__Exercise brief__
Reproduce word for word the part of the rows that opens with the line containing "fixture in the photo above." and continues through the last of the rows, including both that line and the final one.

Items from a data source
▶

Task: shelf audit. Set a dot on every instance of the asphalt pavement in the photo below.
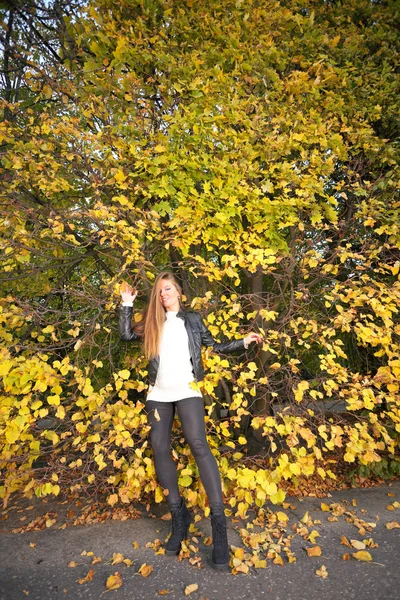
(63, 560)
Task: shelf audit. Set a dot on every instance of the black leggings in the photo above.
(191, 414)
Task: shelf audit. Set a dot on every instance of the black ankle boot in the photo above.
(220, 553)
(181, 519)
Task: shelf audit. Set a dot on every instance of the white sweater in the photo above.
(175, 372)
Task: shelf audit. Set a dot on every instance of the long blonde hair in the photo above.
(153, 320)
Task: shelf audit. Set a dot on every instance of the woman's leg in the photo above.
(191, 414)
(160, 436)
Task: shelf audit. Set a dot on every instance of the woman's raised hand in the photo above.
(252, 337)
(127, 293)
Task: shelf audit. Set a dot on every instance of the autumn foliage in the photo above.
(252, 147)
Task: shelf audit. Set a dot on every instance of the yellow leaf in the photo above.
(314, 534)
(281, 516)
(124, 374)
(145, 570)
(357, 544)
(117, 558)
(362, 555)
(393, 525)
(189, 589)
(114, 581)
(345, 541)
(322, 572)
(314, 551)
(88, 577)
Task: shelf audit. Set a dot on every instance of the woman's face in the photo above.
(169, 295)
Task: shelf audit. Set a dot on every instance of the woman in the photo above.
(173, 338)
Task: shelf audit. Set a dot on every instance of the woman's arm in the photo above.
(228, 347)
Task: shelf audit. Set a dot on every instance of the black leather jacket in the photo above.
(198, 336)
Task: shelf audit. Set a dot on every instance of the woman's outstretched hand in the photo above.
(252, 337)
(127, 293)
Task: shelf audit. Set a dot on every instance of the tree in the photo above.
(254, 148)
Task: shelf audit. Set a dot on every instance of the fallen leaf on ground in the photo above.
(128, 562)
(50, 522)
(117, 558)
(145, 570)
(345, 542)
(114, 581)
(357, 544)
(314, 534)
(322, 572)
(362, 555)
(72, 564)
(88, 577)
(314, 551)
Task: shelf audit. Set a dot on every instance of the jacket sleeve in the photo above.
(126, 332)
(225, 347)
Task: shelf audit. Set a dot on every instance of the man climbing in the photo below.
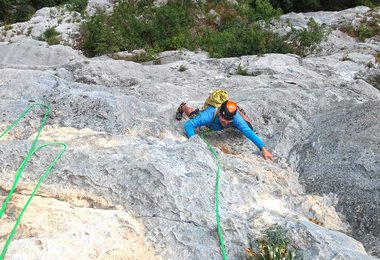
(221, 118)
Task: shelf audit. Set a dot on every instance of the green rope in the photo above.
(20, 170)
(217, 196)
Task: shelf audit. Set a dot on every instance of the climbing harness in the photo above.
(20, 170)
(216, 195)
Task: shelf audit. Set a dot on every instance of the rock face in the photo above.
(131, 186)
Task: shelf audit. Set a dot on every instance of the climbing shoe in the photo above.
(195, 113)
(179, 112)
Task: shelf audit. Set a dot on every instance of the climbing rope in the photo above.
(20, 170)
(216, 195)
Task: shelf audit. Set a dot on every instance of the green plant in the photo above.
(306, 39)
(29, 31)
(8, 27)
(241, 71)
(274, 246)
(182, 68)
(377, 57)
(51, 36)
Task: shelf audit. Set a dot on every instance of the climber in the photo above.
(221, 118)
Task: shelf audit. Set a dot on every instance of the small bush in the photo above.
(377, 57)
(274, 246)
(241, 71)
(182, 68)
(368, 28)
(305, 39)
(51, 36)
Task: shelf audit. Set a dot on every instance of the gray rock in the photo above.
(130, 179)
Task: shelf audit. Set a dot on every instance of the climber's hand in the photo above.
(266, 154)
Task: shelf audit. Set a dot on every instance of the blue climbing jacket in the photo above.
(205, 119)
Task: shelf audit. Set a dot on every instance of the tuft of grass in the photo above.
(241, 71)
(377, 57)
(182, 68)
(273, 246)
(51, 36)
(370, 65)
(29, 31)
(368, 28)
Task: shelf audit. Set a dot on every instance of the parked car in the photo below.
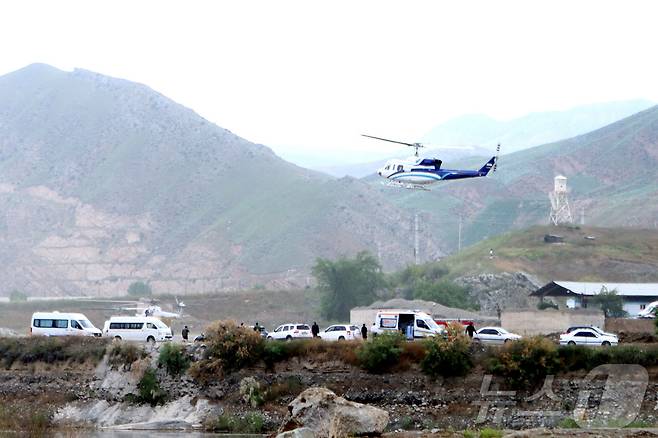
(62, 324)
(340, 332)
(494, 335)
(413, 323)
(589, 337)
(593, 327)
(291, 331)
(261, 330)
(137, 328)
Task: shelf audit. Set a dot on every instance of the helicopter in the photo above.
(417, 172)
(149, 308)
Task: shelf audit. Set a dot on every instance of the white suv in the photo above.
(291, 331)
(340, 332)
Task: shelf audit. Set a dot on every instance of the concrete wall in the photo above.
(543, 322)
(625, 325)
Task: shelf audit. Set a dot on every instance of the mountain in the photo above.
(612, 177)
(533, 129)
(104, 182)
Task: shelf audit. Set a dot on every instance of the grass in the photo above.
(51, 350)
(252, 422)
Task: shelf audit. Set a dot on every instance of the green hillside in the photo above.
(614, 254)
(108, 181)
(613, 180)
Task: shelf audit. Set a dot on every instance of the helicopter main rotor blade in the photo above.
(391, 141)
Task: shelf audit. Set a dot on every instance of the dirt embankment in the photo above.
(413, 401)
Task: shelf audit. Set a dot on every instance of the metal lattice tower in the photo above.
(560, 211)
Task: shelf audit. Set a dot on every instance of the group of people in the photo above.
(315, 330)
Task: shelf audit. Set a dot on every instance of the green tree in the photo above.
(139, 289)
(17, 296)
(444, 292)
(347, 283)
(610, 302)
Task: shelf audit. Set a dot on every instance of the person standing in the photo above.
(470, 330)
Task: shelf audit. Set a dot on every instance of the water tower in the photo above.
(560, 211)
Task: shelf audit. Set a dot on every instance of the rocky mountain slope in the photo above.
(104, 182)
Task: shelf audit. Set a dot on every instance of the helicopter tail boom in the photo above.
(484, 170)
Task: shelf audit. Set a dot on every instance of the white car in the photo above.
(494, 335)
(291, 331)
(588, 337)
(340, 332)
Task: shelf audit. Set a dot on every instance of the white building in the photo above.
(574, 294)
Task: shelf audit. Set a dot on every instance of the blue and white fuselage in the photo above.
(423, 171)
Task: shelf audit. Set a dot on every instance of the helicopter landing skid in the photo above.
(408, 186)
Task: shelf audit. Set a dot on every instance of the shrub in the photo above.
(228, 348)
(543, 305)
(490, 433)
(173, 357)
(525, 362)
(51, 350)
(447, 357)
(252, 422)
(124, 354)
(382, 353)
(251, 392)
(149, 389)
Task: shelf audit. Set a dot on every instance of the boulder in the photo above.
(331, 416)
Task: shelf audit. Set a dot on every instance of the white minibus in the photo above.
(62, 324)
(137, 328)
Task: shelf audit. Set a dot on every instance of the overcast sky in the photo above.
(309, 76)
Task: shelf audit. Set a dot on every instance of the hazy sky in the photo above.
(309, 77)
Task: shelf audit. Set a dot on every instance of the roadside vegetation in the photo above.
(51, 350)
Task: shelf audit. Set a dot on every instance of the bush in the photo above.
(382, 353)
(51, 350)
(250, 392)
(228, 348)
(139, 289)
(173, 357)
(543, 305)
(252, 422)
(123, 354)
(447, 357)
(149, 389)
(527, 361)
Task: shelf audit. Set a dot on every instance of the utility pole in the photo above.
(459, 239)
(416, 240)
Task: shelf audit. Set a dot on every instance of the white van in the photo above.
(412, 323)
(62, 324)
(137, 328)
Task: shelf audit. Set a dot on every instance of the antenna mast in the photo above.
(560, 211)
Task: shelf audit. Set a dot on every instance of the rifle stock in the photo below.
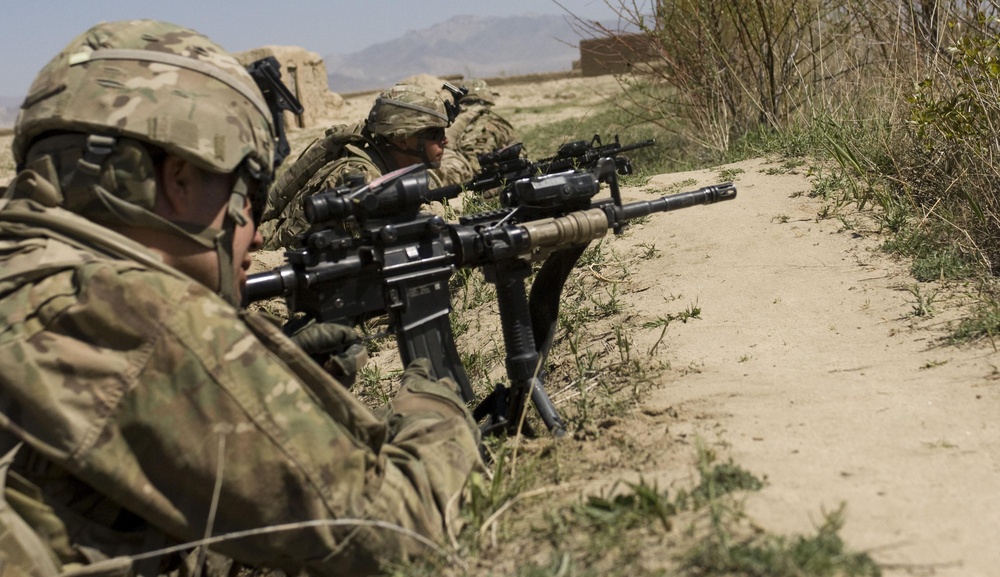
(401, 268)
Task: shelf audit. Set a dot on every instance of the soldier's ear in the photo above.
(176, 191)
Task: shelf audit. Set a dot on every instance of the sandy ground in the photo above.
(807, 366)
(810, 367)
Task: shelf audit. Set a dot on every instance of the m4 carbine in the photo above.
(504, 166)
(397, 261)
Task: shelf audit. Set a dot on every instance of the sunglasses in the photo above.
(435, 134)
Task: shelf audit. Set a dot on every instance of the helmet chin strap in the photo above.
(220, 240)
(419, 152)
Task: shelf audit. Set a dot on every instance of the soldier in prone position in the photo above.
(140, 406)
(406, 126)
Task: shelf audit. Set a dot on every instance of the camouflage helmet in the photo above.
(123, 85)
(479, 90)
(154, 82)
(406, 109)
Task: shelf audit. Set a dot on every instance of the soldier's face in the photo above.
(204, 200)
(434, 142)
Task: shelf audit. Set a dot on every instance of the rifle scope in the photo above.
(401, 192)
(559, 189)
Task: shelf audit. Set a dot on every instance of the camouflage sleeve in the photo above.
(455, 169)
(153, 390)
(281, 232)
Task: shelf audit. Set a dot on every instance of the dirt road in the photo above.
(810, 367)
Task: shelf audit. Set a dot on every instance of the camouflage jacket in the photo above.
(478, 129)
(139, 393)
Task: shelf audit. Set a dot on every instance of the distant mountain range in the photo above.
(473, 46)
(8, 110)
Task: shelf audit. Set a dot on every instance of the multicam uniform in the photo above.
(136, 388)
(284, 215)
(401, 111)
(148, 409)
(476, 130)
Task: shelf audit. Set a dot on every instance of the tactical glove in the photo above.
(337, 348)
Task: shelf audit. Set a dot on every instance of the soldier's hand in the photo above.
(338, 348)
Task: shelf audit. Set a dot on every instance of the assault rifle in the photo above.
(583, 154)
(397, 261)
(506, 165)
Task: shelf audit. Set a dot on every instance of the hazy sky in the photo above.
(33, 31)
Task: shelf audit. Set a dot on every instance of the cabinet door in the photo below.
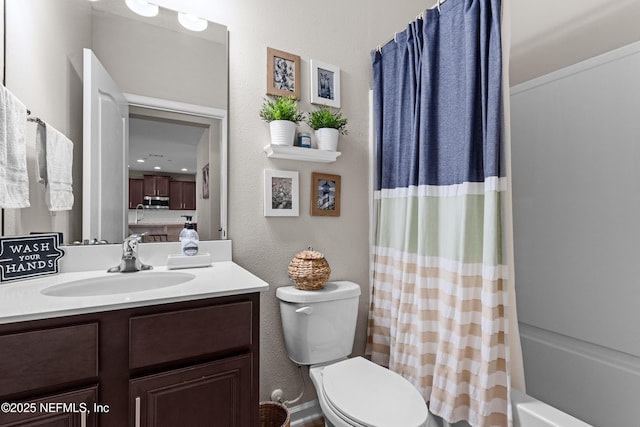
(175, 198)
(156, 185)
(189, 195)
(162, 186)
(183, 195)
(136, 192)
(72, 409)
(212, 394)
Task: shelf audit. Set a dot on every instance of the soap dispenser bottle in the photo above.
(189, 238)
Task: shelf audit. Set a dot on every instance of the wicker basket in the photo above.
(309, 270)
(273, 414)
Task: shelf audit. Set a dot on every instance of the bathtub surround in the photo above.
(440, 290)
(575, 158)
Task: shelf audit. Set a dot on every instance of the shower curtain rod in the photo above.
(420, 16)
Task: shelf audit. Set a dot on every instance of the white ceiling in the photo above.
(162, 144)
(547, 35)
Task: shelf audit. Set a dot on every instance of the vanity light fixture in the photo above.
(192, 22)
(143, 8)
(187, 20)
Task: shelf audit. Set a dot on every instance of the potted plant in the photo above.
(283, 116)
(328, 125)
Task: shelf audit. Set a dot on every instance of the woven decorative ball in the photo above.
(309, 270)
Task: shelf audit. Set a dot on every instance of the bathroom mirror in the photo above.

◀

__Solution__
Task: shelf audit. Set a dot on every instance of the vanity light fixture in the photo above.
(192, 22)
(143, 8)
(187, 20)
Task: shelf audit. Set a dot on every instance of the potted plant in the photo above.
(283, 116)
(328, 125)
Task: shelf audit. Set a dot on every instance of the woven decorative ball in the photo above.
(309, 270)
Task: shelf audit. Set a dot on every instance of the bathroom mirror in the photo above.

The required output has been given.